Segment Start: Entries supplied

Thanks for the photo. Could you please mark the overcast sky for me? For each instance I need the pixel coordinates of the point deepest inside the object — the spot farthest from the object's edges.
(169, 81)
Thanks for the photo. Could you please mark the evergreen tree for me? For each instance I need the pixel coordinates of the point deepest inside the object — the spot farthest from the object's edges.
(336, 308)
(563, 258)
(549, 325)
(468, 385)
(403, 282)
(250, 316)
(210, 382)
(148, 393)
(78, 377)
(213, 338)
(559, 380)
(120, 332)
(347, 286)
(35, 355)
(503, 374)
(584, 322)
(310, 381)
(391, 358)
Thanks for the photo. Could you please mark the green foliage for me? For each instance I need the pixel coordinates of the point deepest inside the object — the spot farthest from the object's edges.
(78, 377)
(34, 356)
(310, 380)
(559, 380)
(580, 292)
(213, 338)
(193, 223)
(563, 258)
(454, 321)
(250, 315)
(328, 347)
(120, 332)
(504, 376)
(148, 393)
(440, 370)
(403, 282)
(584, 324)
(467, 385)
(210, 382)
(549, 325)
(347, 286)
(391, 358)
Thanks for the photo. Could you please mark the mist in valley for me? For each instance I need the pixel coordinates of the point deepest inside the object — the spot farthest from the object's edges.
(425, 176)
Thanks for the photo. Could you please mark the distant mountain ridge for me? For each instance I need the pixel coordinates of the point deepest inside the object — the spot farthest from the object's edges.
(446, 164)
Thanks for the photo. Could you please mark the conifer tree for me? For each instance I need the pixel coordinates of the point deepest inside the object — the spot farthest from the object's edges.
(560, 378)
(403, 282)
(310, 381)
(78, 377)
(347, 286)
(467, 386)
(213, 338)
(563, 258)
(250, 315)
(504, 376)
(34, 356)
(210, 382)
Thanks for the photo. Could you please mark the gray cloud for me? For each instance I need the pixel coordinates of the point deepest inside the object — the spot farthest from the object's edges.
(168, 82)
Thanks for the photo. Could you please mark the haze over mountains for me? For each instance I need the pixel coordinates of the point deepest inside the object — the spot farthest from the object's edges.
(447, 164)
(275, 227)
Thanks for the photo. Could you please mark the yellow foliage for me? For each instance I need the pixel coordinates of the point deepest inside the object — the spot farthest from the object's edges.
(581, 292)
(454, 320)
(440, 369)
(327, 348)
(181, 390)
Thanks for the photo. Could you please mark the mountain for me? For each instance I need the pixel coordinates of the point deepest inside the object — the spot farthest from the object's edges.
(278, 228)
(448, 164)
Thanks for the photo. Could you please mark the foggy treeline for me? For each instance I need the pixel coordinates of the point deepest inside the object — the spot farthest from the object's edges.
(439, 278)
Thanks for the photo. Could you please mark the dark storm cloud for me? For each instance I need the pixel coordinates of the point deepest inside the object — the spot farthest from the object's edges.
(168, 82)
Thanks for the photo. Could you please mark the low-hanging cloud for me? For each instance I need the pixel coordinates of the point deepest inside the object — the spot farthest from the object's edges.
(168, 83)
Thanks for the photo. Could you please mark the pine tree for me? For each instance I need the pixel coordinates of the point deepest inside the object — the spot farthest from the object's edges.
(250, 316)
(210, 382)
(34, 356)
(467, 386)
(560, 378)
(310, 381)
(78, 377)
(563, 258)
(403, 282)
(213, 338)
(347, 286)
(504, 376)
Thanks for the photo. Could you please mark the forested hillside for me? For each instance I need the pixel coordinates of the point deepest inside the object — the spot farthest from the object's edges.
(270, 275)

Segment End: Entries supplied

What the task requires
The data above should be duplicated exactly and completely.

Response below
Thanks for the photo. Could you please mark the overcast sky for me? For each instance I need the pixel coordinates of the point deepest inside the object — the spot farthest from the object's edges.
(169, 81)
Thanks for the photo. Could you please mark the evergreen tree for me? For each instance I need the pixel coordinates of the point deepest inside the object — the spot farthest from the object's edges.
(336, 308)
(563, 258)
(549, 325)
(468, 385)
(403, 282)
(250, 316)
(210, 382)
(148, 393)
(78, 377)
(213, 338)
(559, 380)
(120, 332)
(347, 286)
(35, 355)
(503, 374)
(584, 322)
(310, 381)
(391, 358)
Thanks for the photo. Could you please mark the green foliage for me? For each instance I need the pixel coordinates of the point deepest inside the object — the spot farthest from the object's edges.
(78, 377)
(34, 356)
(310, 380)
(559, 380)
(580, 292)
(213, 338)
(193, 223)
(563, 258)
(454, 321)
(250, 315)
(328, 347)
(120, 332)
(504, 376)
(148, 393)
(440, 370)
(403, 282)
(584, 324)
(467, 385)
(210, 382)
(549, 325)
(347, 286)
(391, 358)
Thanks for the photo. Could you please mark the mist in valley for me? For each instance I need the pixel coordinates of the point deepest inside the object — the spot farthest from the object's edges.
(425, 176)
Thanks for the photo. Could you please mark the distant mountain ridge for me? For each instance I need the pixel coordinates of the point deepest inside the object — the spot farthest from the object's edges.
(446, 164)
Thanks for the photo. Could you please mark the conifer tree for me? For each instance I need the pixel coordinates of the point deepest inside the object — the spot farthest from the object's edges.
(560, 378)
(403, 282)
(310, 381)
(78, 377)
(347, 286)
(467, 386)
(213, 338)
(563, 258)
(250, 315)
(504, 376)
(34, 356)
(210, 382)
Thanks for the photo. Could you please mark the gray cloud for me? For each instance I need the pixel coordinates of the point deepest inside the object — the spot farthest from the object's edges.
(168, 82)
Thanks for the photo. Could you please mark the haze over mountains for me? For each instance I need the pixel coordinates of the point deepest inside the object — the spot farthest from the object's edges.
(447, 164)
(275, 227)
Thanks for the photo. Could you please mark the yellow foliage for me? For each instance I need the pixel coordinates of the point deepest inside the object — the spot farthest from the object's edges.
(581, 292)
(454, 320)
(440, 369)
(327, 348)
(181, 390)
Thanks for the photo. Could you please mark the mountain for me? For each instance I need the pixel coordinates of the point deepest inside the object — the spot farthest from the object's edges.
(278, 228)
(448, 164)
Thanks for the photo. Could you please mark the foggy treeline for me? For each instance I need the pixel coordinates of the point deepest inside the object — the spot farthest from the object's edges.
(439, 278)
Thanks for the photo. Could you please mark the dark storm cloud for me? For each instance I need the pixel coordinates of the point deepest inside the object — the spot farthest from the object's edges.
(168, 82)
Thanks for the photo. Could you please mark the low-hanging cloud for me? For each instance I need the pixel coordinates of the point deepest inside the object — the spot farthest from the object's edges.
(168, 83)
Thanks for the photo. Could you please mark the pine tree for me? For each instance I need the pixel coordinates of the point deepest inside the object — the spot farthest from the object's edges.
(250, 316)
(210, 382)
(34, 356)
(467, 386)
(560, 378)
(310, 381)
(78, 377)
(563, 258)
(403, 282)
(213, 338)
(347, 286)
(504, 376)
Thanks for the photo. Could you please mark the forested hillside for me? For each instance I need the pixel coordinates of the point deepest inside the object — the spot farthest from the object's edges.
(270, 275)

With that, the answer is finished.